WHAT YOU WILL DO
Each line from the one containing "Target: fish tail" through the last line of the records is to be repeated exactly, with all pictures left out.

EXTRACTED ENTRIES

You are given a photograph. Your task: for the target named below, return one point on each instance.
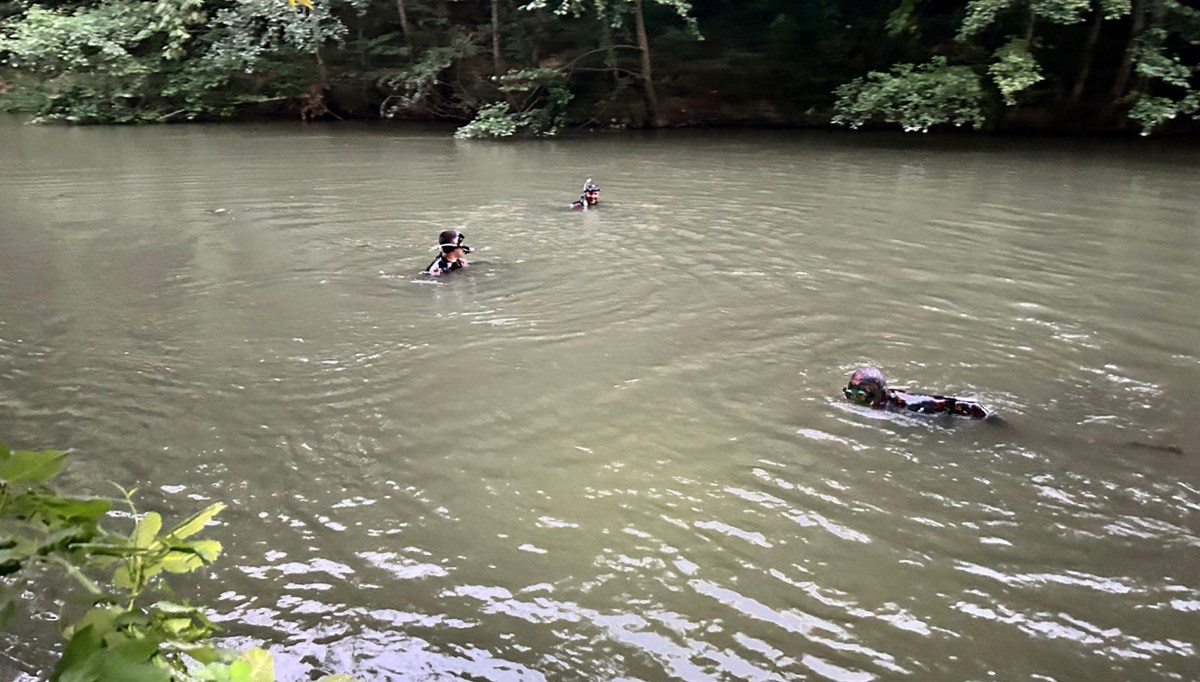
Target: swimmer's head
(451, 239)
(865, 386)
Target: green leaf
(147, 532)
(262, 665)
(27, 466)
(197, 521)
(72, 666)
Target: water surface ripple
(615, 448)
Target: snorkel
(865, 387)
(451, 239)
(591, 195)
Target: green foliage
(127, 633)
(981, 15)
(1169, 89)
(1014, 70)
(537, 106)
(132, 61)
(83, 66)
(916, 97)
(424, 87)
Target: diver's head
(865, 386)
(450, 240)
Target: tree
(616, 12)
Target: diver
(451, 257)
(591, 196)
(868, 387)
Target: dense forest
(503, 67)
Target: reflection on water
(615, 447)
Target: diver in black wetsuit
(451, 257)
(589, 198)
(868, 387)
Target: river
(615, 447)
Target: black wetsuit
(441, 265)
(901, 399)
(582, 203)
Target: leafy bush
(129, 633)
(537, 106)
(917, 97)
(1014, 70)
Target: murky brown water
(615, 448)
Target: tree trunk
(1137, 25)
(497, 60)
(643, 45)
(610, 51)
(403, 18)
(1085, 66)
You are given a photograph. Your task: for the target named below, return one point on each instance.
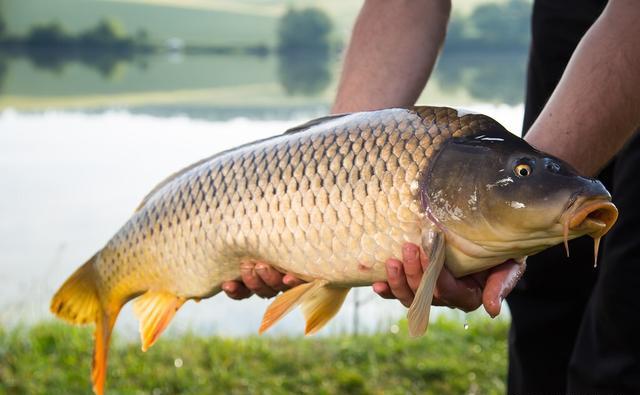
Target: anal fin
(286, 302)
(321, 306)
(418, 315)
(155, 310)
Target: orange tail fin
(77, 302)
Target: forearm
(391, 53)
(596, 105)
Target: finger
(412, 265)
(383, 289)
(236, 290)
(252, 281)
(270, 276)
(461, 293)
(398, 282)
(500, 282)
(292, 281)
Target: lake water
(80, 146)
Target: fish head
(497, 198)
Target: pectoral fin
(155, 310)
(418, 315)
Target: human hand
(467, 293)
(261, 279)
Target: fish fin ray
(77, 299)
(155, 310)
(418, 315)
(286, 302)
(102, 337)
(320, 306)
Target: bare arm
(596, 105)
(393, 48)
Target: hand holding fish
(486, 288)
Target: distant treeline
(306, 42)
(108, 34)
(491, 27)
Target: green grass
(55, 358)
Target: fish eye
(552, 166)
(522, 170)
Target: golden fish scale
(333, 202)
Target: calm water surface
(78, 151)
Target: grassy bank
(54, 358)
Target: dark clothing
(574, 328)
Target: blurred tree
(3, 73)
(3, 25)
(304, 73)
(308, 29)
(108, 33)
(49, 35)
(503, 25)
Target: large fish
(330, 201)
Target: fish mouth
(589, 216)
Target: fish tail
(78, 302)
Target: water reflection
(208, 84)
(304, 73)
(497, 77)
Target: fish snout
(593, 216)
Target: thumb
(500, 282)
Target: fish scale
(329, 201)
(316, 203)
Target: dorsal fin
(171, 178)
(177, 174)
(314, 122)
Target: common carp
(329, 201)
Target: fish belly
(332, 202)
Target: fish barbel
(329, 202)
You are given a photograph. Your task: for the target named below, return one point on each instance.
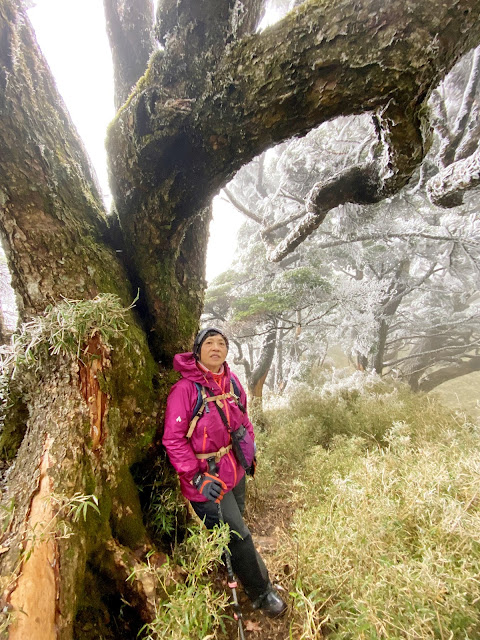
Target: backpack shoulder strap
(235, 391)
(198, 409)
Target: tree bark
(173, 144)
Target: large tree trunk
(210, 101)
(92, 408)
(173, 144)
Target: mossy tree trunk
(214, 97)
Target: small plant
(193, 608)
(385, 534)
(63, 329)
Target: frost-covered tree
(397, 249)
(199, 94)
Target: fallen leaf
(251, 625)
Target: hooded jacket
(210, 433)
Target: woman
(201, 448)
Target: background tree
(405, 248)
(93, 393)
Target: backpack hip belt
(216, 454)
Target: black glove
(211, 487)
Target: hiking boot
(270, 603)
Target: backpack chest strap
(204, 406)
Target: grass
(386, 534)
(193, 609)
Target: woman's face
(213, 352)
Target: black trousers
(246, 561)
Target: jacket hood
(186, 365)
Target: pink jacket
(210, 433)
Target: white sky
(73, 38)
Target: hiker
(205, 418)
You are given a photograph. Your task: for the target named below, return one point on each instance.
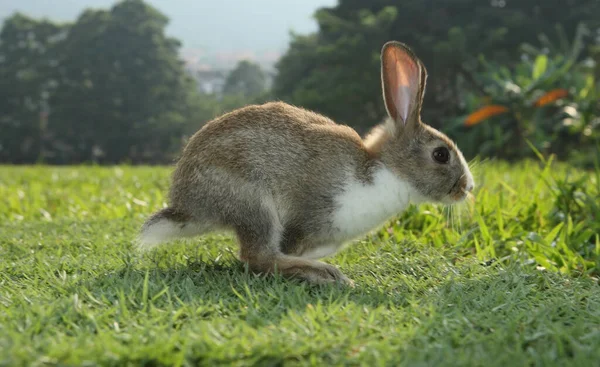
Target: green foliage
(112, 84)
(27, 54)
(74, 292)
(565, 126)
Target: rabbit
(296, 187)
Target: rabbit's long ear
(403, 77)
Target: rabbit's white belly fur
(364, 207)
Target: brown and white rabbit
(294, 186)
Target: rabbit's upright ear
(403, 77)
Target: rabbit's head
(415, 151)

EXPECTED ANSWER
Target: fish tail
(78, 302)
Target: water reflection
(208, 84)
(304, 73)
(497, 77)
Target: fish snout
(593, 216)
Target: thumb
(500, 282)
Target: fish scale
(329, 201)
(316, 203)
Target: dorsal fin
(171, 178)
(177, 174)
(314, 122)
Target: common carp
(329, 201)
Target: fish belly
(332, 202)
Target: fish barbel
(329, 202)
You are given a photograph. Your task: for the target named below, return one point on each instance.
Target: backpack shoulder strap
(235, 391)
(198, 409)
Target: tree bark
(173, 144)
Target: large tree trunk
(210, 101)
(92, 408)
(173, 144)
Target: mossy tree trunk
(214, 97)
Target: small plant
(193, 608)
(385, 534)
(63, 329)
Target: frost-covered tree
(397, 249)
(199, 94)
Target: fallen leaf
(251, 625)
Target: hooded jacket
(210, 433)
Target: woman
(201, 448)
Target: background tree
(405, 248)
(93, 393)
Target: backpack hip belt
(216, 454)
Target: black glove
(211, 487)
Target: hiking boot
(270, 603)
Target: backpack chest strap
(204, 406)
Target: grass
(386, 534)
(193, 609)
Target: woman's face
(213, 352)
Target: black trousers
(246, 561)
Target: jacket hood
(186, 365)
Target: pink jacket
(210, 433)
Target: white sky
(73, 38)
Target: hiker
(205, 418)
You are given a photograph. Your task: for the target named below, return one point on each instance.
Target: green foliage
(112, 84)
(27, 54)
(74, 292)
(565, 126)
Target: rabbit
(296, 187)
Target: rabbit's long ear
(403, 77)
Target: rabbit's white belly fur
(364, 207)
Target: brown and white rabbit
(294, 186)
Target: rabbit's upright ear
(403, 77)
Target: rabbit's head
(415, 151)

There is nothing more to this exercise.